▶ _Given task_: Reproduce the data from its start through the line containing "pixel 201 134", inclusive, with "cactus spine" switched to "cactus needle" and everything else unchanged. Leave the pictures out of your answer.

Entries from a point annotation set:

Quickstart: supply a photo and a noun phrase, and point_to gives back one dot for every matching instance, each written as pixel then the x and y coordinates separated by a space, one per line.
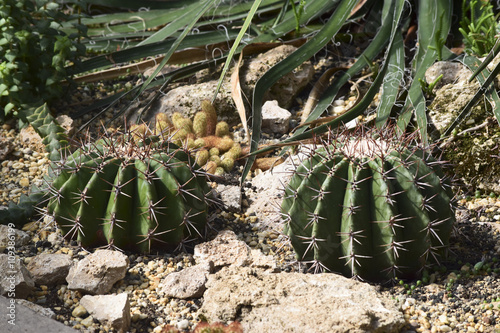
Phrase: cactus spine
pixel 368 208
pixel 119 194
pixel 201 134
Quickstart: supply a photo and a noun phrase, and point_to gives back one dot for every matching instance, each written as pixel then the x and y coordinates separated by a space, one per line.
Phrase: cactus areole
pixel 372 209
pixel 128 196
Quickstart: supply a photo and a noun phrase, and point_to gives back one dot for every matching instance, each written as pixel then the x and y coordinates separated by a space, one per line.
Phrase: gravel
pixel 463 295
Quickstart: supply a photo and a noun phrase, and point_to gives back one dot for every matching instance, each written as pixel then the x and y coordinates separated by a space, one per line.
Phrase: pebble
pixel 427 309
pixel 79 311
pixel 88 322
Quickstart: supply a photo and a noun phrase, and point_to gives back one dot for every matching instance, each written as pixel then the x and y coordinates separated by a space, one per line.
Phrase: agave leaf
pixel 434 21
pixel 390 14
pixel 491 55
pixel 486 89
pixel 306 51
pixel 154 49
pixel 236 45
pixel 237 96
pixel 392 83
pixel 53 135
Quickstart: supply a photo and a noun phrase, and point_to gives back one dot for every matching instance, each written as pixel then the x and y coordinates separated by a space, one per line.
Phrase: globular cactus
pixel 201 135
pixel 118 193
pixel 373 209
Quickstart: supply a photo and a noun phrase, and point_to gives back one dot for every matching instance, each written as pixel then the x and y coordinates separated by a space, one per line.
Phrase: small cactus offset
pixel 119 194
pixel 371 208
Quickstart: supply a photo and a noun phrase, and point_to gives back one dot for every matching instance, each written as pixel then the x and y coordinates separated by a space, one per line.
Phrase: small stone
pixel 96 273
pixel 187 283
pixel 183 324
pixel 14 277
pixel 87 322
pixel 79 311
pixel 113 310
pixel 24 182
pixel 274 118
pixel 50 269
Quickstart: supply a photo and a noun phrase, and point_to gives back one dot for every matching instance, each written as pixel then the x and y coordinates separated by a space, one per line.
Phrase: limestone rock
pixel 30 138
pixel 111 309
pixel 187 283
pixel 96 273
pixel 452 94
pixel 6 147
pixel 230 196
pixel 50 269
pixel 226 249
pixel 47 312
pixel 295 302
pixel 18 318
pixel 12 237
pixel 15 279
pixel 274 118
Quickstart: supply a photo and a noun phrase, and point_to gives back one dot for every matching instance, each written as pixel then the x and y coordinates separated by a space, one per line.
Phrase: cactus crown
pixel 369 206
pixel 119 193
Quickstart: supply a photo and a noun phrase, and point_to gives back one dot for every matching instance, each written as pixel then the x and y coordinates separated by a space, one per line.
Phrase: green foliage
pixel 53 136
pixel 120 194
pixel 372 208
pixel 33 54
pixel 478 26
pixel 20 213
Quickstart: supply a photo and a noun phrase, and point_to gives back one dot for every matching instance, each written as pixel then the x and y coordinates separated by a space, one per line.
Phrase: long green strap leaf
pixel 485 78
pixel 236 44
pixel 369 54
pixel 434 22
pixel 392 83
pixel 306 51
pixel 184 17
pixel 204 6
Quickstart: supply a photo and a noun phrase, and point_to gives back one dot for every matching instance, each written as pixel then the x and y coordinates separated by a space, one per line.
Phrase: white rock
pixel 294 302
pixel 226 249
pixel 187 283
pixel 50 268
pixel 47 312
pixel 230 196
pixel 96 273
pixel 275 119
pixel 114 310
pixel 12 237
pixel 15 280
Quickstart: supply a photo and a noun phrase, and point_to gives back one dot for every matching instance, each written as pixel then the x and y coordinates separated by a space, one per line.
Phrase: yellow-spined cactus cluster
pixel 211 141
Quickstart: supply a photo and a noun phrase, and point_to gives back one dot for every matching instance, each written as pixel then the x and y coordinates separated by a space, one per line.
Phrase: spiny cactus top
pixel 118 193
pixel 369 208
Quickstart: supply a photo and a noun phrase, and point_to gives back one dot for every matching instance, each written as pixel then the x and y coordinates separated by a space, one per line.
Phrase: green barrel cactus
pixel 129 195
pixel 372 209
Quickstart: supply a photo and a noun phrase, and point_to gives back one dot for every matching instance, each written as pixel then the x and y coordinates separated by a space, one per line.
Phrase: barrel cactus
pixel 371 208
pixel 129 194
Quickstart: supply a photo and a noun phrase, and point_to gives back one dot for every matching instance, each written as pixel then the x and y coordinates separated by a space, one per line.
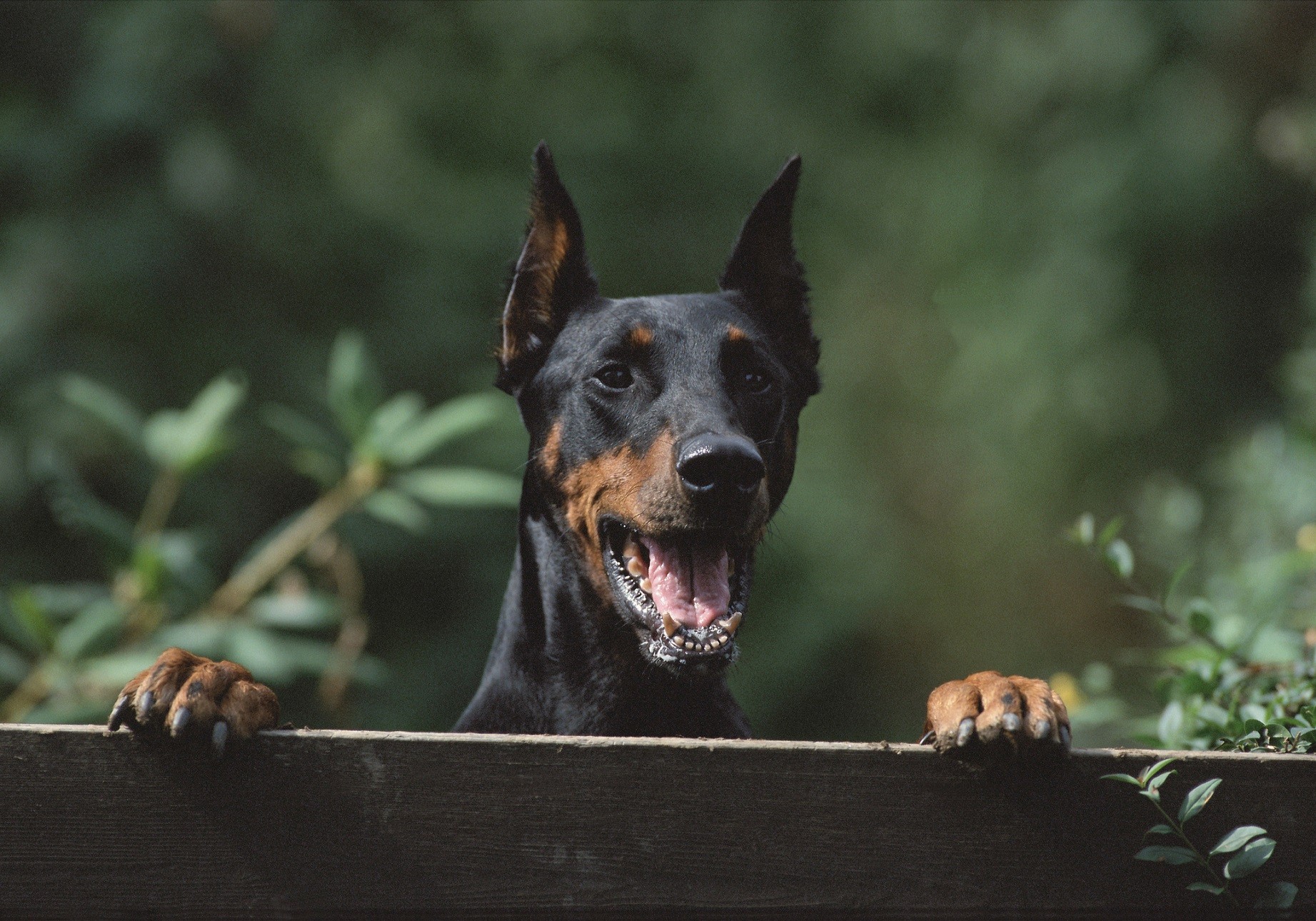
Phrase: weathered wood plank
pixel 346 822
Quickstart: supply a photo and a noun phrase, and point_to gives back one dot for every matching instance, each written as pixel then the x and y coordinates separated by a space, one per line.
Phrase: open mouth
pixel 687 591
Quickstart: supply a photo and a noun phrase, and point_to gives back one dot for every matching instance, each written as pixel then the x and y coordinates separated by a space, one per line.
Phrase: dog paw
pixel 189 696
pixel 990 713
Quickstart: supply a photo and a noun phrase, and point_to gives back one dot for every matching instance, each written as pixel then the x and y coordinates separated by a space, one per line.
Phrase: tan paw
pixel 186 695
pixel 989 711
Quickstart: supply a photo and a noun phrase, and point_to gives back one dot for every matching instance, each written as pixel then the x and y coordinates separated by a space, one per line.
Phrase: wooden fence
pixel 348 822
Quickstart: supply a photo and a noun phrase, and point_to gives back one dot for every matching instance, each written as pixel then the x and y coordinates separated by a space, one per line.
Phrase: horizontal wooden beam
pixel 356 822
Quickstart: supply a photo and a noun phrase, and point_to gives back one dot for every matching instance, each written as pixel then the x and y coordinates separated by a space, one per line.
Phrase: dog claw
pixel 219 736
pixel 144 705
pixel 116 716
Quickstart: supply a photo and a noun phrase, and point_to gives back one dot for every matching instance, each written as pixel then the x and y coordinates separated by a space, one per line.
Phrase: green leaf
pixel 391 420
pixel 398 508
pixel 32 618
pixel 1155 783
pixel 354 385
pixel 187 440
pixel 1237 838
pixel 1249 860
pixel 301 429
pixel 1150 771
pixel 443 426
pixel 1197 799
pixel 1278 895
pixel 1172 854
pixel 92 632
pixel 1170 723
pixel 1123 778
pixel 1119 558
pixel 461 485
pixel 106 406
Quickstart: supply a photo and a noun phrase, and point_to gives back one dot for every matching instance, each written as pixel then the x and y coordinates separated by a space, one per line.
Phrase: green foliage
pixel 69 648
pixel 1247 846
pixel 1223 686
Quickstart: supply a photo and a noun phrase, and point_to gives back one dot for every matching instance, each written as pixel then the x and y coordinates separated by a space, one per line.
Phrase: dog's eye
pixel 755 381
pixel 615 376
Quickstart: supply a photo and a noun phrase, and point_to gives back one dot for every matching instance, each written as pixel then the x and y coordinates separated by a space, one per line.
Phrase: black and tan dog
pixel 662 440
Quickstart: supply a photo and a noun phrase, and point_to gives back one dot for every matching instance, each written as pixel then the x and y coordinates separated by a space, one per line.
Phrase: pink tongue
pixel 688 583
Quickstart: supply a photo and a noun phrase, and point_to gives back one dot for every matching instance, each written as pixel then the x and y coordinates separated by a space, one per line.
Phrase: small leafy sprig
pixel 1245 849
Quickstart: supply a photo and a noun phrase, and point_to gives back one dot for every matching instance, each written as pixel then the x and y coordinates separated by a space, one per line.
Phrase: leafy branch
pixel 1117 555
pixel 1245 849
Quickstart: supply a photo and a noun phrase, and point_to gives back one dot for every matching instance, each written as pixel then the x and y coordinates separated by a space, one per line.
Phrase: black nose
pixel 720 466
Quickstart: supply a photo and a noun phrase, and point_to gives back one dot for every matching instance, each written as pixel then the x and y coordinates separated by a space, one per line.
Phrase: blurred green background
pixel 1058 253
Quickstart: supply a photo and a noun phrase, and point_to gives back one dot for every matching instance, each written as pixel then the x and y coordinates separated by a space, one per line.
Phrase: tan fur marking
pixel 640 490
pixel 545 251
pixel 552 451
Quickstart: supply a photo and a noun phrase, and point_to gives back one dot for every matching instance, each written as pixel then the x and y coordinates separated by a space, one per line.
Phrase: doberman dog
pixel 662 440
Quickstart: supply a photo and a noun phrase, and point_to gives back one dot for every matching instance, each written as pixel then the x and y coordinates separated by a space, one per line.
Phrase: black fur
pixel 569 657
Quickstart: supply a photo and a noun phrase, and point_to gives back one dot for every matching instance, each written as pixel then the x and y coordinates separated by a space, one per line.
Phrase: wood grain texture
pixel 312 822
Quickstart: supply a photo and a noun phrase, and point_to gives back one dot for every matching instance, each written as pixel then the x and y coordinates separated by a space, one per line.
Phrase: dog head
pixel 662 429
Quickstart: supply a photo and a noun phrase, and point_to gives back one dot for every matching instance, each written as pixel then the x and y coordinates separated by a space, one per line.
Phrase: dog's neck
pixel 563 661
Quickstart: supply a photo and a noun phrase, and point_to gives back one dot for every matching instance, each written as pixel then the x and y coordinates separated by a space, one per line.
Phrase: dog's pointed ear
pixel 763 268
pixel 551 279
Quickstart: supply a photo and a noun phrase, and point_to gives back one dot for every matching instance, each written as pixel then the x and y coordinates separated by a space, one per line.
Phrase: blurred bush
pixel 1049 259
pixel 69 648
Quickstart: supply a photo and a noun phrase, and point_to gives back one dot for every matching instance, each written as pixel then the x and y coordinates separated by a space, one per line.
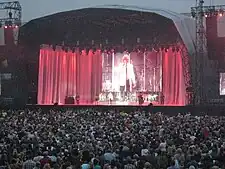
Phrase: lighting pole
pixel 200 12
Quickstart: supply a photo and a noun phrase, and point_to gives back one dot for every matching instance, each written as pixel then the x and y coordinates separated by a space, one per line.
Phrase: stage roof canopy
pixel 110 23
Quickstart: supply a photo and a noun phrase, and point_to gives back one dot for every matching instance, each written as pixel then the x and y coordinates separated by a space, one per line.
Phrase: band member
pixel 126 75
pixel 110 97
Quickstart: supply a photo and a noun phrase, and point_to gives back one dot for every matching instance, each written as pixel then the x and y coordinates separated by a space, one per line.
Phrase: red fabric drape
pixel 69 73
pixel 173 78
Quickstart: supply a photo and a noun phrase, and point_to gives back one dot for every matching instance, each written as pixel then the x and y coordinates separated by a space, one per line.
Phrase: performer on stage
pixel 126 76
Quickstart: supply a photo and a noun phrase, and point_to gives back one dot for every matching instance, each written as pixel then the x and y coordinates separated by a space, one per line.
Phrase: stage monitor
pixel 222 83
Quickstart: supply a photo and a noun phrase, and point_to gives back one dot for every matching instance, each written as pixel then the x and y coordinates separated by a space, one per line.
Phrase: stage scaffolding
pixel 13 13
pixel 202 65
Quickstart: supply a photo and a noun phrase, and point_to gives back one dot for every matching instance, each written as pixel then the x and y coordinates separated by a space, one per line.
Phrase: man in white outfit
pixel 126 75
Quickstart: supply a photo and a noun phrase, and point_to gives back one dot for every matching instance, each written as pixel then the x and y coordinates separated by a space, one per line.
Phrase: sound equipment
pixel 69 100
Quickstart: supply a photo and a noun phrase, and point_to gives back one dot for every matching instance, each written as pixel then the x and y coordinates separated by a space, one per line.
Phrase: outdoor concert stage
pixel 132 53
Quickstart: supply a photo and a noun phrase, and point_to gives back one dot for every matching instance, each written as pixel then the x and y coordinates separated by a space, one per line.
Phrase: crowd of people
pixel 93 139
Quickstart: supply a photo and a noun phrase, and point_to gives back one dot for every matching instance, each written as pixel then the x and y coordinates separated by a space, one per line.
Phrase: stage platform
pixel 211 110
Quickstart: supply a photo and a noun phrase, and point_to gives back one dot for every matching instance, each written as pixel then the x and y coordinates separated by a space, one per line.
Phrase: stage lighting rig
pixel 207 11
pixel 13 14
pixel 200 12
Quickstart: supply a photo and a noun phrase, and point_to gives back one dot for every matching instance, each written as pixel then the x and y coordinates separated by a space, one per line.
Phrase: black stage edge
pixel 211 110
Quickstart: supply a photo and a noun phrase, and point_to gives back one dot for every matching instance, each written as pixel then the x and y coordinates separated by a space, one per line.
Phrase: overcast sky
pixel 37 8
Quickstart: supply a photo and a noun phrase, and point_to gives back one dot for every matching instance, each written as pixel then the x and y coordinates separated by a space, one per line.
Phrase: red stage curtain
pixel 173 78
pixel 69 73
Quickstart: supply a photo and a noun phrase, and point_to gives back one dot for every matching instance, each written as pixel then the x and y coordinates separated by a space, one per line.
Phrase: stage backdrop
pixel 70 73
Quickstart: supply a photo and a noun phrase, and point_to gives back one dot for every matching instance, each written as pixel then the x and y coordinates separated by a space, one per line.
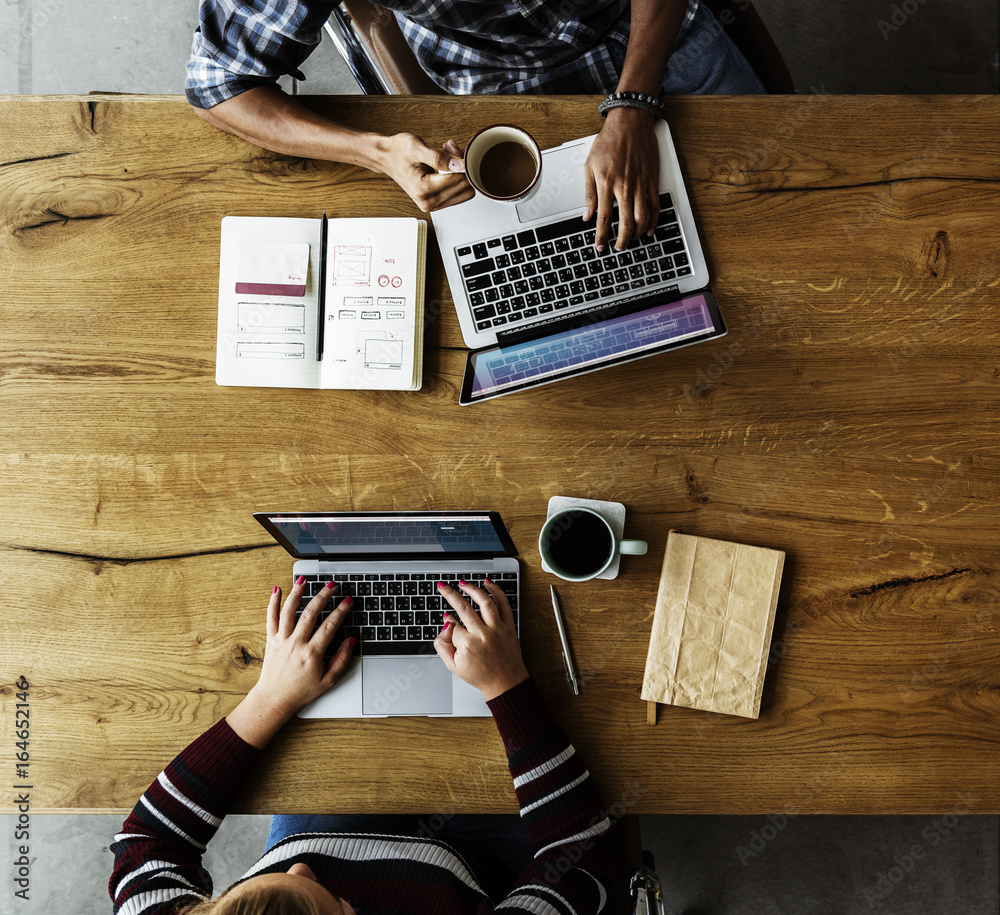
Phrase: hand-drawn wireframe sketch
pixel 352 265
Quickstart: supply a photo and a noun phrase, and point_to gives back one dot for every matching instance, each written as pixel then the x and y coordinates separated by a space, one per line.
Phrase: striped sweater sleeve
pixel 561 807
pixel 158 851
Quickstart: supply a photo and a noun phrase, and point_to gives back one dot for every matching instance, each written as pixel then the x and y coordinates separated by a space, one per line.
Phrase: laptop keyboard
pixel 395 613
pixel 518 277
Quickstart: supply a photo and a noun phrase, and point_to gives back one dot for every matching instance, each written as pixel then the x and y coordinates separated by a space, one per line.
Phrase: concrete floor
pixel 837 865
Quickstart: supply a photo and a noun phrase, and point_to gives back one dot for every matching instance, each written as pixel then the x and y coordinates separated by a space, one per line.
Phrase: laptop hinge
pixel 593 315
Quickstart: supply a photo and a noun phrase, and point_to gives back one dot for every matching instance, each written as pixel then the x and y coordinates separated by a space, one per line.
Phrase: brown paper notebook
pixel 712 625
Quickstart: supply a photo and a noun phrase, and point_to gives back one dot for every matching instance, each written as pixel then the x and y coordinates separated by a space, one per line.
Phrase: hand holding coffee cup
pixel 504 163
pixel 578 544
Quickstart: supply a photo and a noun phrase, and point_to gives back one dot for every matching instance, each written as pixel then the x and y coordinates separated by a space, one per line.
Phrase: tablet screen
pixel 612 335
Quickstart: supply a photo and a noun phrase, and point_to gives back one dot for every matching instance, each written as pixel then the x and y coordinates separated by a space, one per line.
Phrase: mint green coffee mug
pixel 578 544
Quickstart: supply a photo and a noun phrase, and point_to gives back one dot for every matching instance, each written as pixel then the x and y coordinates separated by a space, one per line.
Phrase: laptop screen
pixel 621 333
pixel 367 535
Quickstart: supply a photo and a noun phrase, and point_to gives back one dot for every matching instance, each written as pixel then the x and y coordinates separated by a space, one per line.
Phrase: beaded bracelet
pixel 631 100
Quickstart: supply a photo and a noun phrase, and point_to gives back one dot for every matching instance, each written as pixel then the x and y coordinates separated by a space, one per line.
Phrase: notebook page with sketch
pixel 269 303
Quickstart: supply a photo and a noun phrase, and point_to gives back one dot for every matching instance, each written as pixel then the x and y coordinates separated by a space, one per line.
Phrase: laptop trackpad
pixel 405 686
pixel 563 186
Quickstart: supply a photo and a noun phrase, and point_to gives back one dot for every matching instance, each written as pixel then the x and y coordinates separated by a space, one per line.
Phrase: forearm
pixel 558 798
pixel 268 118
pixel 162 840
pixel 256 721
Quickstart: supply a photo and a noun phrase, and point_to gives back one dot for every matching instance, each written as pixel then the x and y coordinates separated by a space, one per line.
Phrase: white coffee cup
pixel 504 163
pixel 578 544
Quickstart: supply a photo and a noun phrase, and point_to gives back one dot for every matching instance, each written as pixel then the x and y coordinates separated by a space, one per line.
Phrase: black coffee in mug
pixel 507 169
pixel 580 544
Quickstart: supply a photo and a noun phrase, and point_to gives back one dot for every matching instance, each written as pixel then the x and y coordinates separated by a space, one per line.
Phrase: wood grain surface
pixel 849 418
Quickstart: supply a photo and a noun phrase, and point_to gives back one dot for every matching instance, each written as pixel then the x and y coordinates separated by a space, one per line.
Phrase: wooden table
pixel 849 418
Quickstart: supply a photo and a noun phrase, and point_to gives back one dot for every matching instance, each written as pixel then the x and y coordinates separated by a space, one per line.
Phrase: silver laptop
pixel 529 272
pixel 390 562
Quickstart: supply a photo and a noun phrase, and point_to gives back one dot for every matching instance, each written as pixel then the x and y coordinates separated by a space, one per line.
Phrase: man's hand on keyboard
pixel 623 167
pixel 483 650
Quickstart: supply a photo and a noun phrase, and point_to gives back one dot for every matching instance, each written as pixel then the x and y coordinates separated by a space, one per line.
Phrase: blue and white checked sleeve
pixel 240 45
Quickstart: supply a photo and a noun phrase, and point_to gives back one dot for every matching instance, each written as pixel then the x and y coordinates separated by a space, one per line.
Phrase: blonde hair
pixel 273 900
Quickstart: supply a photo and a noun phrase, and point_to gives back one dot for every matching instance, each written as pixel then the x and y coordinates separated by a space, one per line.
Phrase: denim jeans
pixel 704 61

▶ _Expected output_:
Quickstart: supply a photo and a noun phrase, and point_to gives back one dot for every matching instance, each written as pixel then the x and y coordinates separated by a space, one per line.
Phrase: cactus needle
pixel 368 208
pixel 119 194
pixel 201 134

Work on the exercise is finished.